• [Tarea a realizar] Reproduce palabra por palabra todo el material que aparece a continuación, sin alterar nada.

• [Material de origen]
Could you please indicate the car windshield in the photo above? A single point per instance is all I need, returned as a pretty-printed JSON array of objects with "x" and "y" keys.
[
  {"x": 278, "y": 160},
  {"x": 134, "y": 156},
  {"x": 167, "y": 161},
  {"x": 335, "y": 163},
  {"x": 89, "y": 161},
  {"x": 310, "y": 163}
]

• [Resultado obtenido]
Could you please indicate the car windshield in the photo above? A single point per instance is all I need, returned as a pretty-printed JSON array of objects with "x" and "y" keys.
[
  {"x": 278, "y": 160},
  {"x": 134, "y": 156},
  {"x": 167, "y": 161},
  {"x": 335, "y": 163},
  {"x": 89, "y": 161},
  {"x": 310, "y": 163}
]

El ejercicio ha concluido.